> **DOCUMENT SEGMENT**
Rudy and Shirley Senarighi of Sturgeon Bay recently traveled to Joplin, Miss. to help with Red Cross Disaster Relief efforts after a tornado.

Just as Rudy and Shirley Senarighi of Sturgeon Bay sit down to enjoy dinner, the phone rings. Shirley gets up to answer it. The couple has been volunteering for the American Red Cross for several years and Rudy knows by the end of Shirley’s conversation that the American Red Cross needs their assistance.

As volunteers, the couple responds locally to help with area disasters, and they have also been on several national deployments assisting in a Disaster Mental Health capacity. Between them, the couple has over 60 years of professional experience as counselors, teachers and administrative supervisors. They also bring experience in school district disaster planning and the Door County Critical Incident Stress Management Program to their volunteer roles.

The assignments are varied, but the couple is always positioned in Disaster Mental Health roles, ensuring that the American Red Cross can attend to the immediate mental health needs as well as the immediate physical needs.

“When we first arrive on scene at a disaster, the magnitude of the devastation is difficult to comprehend; no amount of preparation or discussion beforehand can really describe it,” says Rudy. “However, once we’ve seen and toured a disaster site, we begin to get our heads around what the people may be experiencing.”

What was once unimaginable is now reality: homes destroyed, livelihoods lost, loved ones missing or gone. Workers from the American Red Cross know that people not only need supplies to keep up their physical well-being, such as food and water, but they also need emotional support.

The last deployment for Rudy and Shirley was to the hard hit area of Joplin, Missouri after a devastating F5 tornado ripped through the town on May 22, 2011 causing 116 deaths.

Rudy, a cancer survivor for 11 years, believes his experience with cancer helps him bring focus to the really important things in life as he interacts with disaster survivors.

Rudy performed outreach in the community, helped at aid stations in various neighborhoods hit by the tornado, as well as provided support at a client shelter. He checked on individuals as to their need for resources, plans for reintegrating into their community and triaged their mental health needs.

Shirley was the mental health lead for the Integrated Care Teams (ICT). She worked with the health lead to assemble and train 10 teams of four volunteers per team trained in client casework, health, mental health, and spiritual care. The ICT teams contacted and met with families of those who had died as a result of the tornado. These teams contacted well over one hundred families within the first two weeks of the operation.

“The most difficult part is leaving the disaster operation while seeing so much work yet to do and not being able to finish things started,” says Rudy.

The couple is proud to serve the American Red Cross both locally and nationally. It’s important, “being there to listen to the individual stories and then helping people sort through their options to begin to make steps forward,” says Rudy.

So when that phone call comes in the middle of a frigid, Wisconsin night or as the plates are just hitting the dinner table, “We look at one another briefly and then say, ‘Yes, we’ll go.’ We know others would be there if we needed help,” says Shirley.

> **DATA SUPPLIED**

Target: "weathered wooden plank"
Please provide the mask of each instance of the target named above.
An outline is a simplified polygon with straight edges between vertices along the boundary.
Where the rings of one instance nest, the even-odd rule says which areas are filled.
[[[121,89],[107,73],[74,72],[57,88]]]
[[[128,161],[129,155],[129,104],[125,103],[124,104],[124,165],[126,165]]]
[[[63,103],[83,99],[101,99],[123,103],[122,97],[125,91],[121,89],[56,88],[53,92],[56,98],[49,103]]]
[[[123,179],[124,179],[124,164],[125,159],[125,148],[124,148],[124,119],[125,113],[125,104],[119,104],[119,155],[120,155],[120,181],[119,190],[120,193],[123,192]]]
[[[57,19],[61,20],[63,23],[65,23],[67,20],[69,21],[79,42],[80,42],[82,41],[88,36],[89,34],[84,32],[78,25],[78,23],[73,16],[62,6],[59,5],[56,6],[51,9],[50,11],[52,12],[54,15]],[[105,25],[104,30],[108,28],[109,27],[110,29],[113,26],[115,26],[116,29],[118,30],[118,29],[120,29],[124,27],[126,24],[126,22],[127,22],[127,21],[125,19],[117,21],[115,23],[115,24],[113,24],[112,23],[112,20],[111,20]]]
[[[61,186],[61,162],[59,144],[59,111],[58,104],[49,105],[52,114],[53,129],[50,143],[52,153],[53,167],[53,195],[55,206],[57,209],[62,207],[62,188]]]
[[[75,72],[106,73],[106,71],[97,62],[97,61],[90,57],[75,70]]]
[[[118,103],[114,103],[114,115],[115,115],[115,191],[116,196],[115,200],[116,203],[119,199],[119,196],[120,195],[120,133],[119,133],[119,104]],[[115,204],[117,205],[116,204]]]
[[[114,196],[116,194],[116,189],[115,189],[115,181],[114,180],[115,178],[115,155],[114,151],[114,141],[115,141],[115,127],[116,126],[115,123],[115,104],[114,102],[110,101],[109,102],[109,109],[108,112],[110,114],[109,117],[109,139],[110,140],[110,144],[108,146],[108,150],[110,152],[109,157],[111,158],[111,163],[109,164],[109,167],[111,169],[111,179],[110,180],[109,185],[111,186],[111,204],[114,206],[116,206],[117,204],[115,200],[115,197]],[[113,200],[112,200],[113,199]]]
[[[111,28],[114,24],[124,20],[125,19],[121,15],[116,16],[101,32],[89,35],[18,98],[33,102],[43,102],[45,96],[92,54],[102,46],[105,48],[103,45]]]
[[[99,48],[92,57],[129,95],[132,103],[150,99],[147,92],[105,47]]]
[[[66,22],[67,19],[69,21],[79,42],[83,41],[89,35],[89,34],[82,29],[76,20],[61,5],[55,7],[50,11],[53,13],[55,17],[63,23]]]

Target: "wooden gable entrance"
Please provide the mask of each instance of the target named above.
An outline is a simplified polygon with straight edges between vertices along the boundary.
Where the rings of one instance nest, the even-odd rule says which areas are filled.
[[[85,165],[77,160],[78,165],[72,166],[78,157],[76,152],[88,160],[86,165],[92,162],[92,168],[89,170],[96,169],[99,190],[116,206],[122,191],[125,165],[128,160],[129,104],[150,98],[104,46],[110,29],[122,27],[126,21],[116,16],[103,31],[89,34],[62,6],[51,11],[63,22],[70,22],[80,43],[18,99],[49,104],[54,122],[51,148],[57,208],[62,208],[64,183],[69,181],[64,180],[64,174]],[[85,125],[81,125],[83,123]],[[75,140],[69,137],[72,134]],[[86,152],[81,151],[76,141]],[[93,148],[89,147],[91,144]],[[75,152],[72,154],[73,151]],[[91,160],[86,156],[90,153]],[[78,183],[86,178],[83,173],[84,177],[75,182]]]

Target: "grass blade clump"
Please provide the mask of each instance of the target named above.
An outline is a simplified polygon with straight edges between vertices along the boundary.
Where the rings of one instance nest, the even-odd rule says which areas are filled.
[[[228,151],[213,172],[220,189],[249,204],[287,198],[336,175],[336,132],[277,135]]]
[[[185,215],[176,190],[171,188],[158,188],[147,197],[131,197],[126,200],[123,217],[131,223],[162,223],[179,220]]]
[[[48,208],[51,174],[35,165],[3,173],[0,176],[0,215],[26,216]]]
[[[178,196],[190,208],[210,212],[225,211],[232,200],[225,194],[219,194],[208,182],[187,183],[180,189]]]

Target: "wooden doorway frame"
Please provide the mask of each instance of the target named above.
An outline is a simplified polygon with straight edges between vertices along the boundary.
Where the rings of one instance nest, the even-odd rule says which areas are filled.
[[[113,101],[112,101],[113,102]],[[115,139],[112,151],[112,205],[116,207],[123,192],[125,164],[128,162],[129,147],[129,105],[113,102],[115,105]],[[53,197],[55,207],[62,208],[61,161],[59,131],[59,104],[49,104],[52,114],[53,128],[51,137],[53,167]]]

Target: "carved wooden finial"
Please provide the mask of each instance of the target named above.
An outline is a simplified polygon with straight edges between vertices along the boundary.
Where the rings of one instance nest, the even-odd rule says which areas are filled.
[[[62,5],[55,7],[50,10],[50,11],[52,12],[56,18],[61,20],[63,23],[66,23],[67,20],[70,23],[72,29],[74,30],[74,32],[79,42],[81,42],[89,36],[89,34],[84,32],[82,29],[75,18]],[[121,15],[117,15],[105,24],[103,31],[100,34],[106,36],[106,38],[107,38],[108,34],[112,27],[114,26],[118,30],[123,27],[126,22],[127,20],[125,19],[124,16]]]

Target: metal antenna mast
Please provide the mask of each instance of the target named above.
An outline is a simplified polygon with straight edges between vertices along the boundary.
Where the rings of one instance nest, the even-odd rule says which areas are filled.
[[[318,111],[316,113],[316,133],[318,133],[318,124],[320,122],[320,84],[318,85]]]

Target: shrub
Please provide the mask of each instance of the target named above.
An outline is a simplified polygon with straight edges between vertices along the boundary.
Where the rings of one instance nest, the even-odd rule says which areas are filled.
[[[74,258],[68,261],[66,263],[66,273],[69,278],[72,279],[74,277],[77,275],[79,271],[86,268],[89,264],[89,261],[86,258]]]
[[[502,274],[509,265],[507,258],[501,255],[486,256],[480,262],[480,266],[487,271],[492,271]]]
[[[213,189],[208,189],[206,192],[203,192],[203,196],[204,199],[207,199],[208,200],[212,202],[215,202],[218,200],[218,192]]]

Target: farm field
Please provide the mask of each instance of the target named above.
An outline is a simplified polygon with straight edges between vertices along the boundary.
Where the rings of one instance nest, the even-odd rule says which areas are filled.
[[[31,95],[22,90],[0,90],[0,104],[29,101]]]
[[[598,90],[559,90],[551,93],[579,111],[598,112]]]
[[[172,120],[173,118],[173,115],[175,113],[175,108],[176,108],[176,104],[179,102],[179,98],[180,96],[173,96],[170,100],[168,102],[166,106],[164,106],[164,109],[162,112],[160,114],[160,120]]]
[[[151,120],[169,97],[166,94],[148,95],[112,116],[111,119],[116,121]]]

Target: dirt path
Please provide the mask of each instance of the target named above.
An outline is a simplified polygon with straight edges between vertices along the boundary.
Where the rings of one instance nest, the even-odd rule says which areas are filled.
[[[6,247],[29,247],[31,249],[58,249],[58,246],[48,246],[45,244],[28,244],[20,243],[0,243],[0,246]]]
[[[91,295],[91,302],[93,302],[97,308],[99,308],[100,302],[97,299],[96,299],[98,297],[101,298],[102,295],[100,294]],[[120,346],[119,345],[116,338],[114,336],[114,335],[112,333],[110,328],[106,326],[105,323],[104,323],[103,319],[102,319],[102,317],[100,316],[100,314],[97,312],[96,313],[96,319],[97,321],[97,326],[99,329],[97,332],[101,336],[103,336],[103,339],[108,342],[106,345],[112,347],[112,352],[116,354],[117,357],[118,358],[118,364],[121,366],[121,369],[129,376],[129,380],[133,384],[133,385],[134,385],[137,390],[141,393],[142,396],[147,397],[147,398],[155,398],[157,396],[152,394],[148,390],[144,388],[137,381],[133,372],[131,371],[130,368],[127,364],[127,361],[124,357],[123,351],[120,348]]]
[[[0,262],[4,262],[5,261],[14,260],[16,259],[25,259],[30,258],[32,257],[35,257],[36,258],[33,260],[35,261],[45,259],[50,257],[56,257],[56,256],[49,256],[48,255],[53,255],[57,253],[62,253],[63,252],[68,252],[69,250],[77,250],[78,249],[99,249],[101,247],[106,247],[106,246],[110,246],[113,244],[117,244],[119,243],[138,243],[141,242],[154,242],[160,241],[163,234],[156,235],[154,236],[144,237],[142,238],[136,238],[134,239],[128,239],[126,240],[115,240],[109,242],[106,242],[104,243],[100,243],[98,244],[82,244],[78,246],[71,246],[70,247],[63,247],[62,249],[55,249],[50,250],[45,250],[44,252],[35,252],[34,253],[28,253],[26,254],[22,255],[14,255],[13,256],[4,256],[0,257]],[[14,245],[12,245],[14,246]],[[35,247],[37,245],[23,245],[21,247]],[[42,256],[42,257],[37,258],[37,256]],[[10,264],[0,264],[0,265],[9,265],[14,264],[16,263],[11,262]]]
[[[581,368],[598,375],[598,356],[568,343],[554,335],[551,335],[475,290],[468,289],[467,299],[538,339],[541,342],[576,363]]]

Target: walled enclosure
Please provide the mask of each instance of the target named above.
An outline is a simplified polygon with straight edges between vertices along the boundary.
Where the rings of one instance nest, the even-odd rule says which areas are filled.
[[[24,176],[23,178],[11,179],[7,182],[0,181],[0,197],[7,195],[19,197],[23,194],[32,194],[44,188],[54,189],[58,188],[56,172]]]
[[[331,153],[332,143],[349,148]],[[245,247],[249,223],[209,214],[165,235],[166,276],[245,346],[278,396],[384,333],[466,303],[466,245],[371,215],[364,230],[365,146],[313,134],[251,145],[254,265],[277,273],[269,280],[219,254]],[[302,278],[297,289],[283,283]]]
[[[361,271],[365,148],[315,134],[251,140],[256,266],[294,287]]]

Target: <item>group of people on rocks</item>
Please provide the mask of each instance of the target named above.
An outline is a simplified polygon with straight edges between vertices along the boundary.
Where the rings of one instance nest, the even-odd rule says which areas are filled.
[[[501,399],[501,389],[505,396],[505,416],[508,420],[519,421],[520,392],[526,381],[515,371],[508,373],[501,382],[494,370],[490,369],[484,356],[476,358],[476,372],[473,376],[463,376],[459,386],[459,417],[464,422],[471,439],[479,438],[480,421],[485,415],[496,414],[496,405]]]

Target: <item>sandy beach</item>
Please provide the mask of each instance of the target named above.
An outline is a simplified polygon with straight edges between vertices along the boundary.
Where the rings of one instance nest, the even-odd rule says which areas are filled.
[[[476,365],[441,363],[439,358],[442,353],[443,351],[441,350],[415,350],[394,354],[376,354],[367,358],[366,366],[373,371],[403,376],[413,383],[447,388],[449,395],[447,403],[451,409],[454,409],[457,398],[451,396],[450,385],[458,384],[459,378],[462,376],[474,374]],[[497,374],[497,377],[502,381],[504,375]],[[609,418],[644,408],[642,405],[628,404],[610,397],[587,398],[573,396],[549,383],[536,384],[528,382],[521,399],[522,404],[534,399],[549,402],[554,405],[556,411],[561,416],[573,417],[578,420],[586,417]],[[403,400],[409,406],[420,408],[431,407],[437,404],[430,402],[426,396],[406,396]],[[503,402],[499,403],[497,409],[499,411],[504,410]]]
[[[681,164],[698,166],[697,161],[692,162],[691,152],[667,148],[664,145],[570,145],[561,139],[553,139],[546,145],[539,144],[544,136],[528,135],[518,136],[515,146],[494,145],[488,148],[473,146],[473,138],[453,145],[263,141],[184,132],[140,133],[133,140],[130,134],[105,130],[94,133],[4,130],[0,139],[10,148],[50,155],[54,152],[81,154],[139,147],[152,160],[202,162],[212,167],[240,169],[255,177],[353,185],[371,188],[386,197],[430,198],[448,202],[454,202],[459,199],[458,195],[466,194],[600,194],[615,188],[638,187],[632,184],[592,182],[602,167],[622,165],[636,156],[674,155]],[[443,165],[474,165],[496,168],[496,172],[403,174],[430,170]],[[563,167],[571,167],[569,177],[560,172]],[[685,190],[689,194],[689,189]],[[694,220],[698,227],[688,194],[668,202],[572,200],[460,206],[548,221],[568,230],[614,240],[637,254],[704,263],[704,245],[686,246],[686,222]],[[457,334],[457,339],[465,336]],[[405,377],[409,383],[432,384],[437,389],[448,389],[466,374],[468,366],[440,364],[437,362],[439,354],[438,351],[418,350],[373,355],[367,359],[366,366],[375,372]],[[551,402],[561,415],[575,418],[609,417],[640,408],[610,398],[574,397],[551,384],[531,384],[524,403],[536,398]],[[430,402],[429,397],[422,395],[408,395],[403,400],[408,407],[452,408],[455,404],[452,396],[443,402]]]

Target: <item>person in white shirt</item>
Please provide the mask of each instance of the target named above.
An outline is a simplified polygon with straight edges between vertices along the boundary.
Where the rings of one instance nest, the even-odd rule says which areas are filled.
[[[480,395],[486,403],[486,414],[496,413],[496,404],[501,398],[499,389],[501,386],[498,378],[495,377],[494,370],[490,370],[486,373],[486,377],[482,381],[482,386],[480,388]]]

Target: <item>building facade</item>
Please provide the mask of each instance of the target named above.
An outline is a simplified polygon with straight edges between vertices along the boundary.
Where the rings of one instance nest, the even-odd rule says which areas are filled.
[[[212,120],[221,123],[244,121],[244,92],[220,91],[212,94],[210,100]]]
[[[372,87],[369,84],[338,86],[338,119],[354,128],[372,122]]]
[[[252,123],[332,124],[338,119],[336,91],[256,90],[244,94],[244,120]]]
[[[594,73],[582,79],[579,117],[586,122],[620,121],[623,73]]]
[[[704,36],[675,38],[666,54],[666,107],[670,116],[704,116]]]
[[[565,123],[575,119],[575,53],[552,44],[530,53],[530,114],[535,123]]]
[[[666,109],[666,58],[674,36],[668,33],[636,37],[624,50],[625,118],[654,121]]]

> **ABOUT THIS EXERCISE**
Reproduce word for word the passage of the Red Cross volunteer article that opens with the words containing "What was once" and closes with "causing 116 deaths.".

> **WRITTEN REPLY**
What was once unimaginable is now reality: homes destroyed, livelihoods lost, loved ones missing or gone. Workers from the American Red Cross know that people not only need supplies to keep up their physical well-being, such as food and water, but they also need emotional support.

The last deployment for Rudy and Shirley was to the hard hit area of Joplin, Missouri after a devastating F5 tornado ripped through the town on May 22, 2011 causing 116 deaths.